**Required actions**:
1. Reproduce the passage on kernel crash recovery from "A number of" up to and including "type of overhead.".
2. Take the text on applications surviving kernel errors further, starting after its last sentence.

**Article**:

Alex Depoutovitch and Michael Stumm
Department of Computer Science, Department of Electrical and Computer Engineering
University of Toronto, Toronto, Canada
Many techniques have been developed over the last few decades that allow applications to handle critical application-level errors. Examples include registration of handler routines (e.g. SIGSEGV signal in UNIX) that are called by the OS when the application encounters a critical error, watchdog processes that monitor the health of the application, and dividing an application into a set of restartable components . However, in all of the above approaches, the kernel itself remains a weak point in that whenever it experiences an unexpected error, there is no other software component that can reliably deal with the error. As a result, when an OS, such as Linux or Windows, encounters a critical error, it simply reboots the system. A side effect of this is immediate termination of all running applications and loss of all unsaved data.
A number of techniques exist that minimize the consequences of a kernel crash (i.e. an error in the kernel that leads to reboot), including periodic saving of application state to persistent storage, propagating application state to another system, or performing redundant calculations. These techniques may minimize or prevent data loss, but they also introduce significant overhead in terms of run-time performance and/or system cost. We are unaware of any existing technique that allows an application to survive a critical error in the OS and continue execution, even with limited functionality, without this type of overhead.

**Entries shown**:
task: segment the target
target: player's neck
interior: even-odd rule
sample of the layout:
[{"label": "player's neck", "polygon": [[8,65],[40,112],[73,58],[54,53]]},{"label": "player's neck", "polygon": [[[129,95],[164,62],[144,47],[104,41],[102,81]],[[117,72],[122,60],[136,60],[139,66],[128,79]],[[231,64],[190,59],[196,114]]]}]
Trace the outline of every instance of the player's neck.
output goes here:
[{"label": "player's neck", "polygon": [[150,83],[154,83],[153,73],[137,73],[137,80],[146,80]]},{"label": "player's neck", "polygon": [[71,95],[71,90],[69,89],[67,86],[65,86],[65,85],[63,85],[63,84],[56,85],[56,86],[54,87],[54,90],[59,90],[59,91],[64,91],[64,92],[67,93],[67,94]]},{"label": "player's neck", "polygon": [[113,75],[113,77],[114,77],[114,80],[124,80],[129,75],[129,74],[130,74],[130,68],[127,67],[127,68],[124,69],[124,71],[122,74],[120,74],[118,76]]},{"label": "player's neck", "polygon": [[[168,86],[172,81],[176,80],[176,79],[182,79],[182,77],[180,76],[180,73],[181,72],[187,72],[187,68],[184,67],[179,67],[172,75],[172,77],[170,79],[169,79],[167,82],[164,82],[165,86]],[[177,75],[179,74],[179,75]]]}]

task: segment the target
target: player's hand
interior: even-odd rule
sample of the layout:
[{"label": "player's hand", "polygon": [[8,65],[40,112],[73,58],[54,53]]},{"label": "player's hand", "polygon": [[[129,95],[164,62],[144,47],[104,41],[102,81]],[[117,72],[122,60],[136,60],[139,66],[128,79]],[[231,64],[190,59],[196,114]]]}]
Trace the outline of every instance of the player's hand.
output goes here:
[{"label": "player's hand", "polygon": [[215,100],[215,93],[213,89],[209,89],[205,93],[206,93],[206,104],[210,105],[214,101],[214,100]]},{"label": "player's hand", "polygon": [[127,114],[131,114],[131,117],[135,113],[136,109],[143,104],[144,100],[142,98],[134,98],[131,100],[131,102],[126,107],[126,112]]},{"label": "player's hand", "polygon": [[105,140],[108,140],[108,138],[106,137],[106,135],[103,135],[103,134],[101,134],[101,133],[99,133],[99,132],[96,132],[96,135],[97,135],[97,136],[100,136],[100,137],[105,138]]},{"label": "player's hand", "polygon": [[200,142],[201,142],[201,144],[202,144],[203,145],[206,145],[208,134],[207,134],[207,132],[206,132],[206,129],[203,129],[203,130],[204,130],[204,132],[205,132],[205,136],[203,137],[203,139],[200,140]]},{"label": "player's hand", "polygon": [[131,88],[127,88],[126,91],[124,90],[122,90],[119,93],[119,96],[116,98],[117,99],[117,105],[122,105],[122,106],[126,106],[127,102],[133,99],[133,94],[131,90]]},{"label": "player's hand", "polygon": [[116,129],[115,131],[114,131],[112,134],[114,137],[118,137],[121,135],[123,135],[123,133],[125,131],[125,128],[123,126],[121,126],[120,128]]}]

**Expected answers**:
1.
A number of techniques exist that minimize the consequences of a kernel crash (i.e. an error in the kernel that leads to reboot), including periodic saving of application state to persistent storage, propagating application state to another system, or performing redundant calculations. These techniques may minimize or prevent data loss, but they also introduce significant overhead in terms of run-time performance and/or system cost. We are unaware of any existing technique that allows an application to survive a critical error in the OS and continue execution, even with limited functionality, without this type of overhead.

2.
The key idea behind our work is that an OS kernel is simply a component of a larger software system, which is logically well isolated from other components, such as applications, and, therefore, it should be possible to reboot the kernel without terminating everything else running on the same system. Of course, rebooting a component as important as the kernel will be difficult without support from the applications, but we argue in this paper that this is possible with minimal and straightforward changes to application code.
Two properties of OS kernels complicate the process of rebooting the kernel without affecting running applications. The first is that the kernel resides in a privileged layer underneath all applications, so there is no other software component that can manage kernel reinitialization without destroying all applications running on top of this kernel. The second property is that the kernel itself contains data critical for running applications, such as a physical memory page maps, location of data paged to disk, opened files, and network connections, which are lost during kernel reinitialization.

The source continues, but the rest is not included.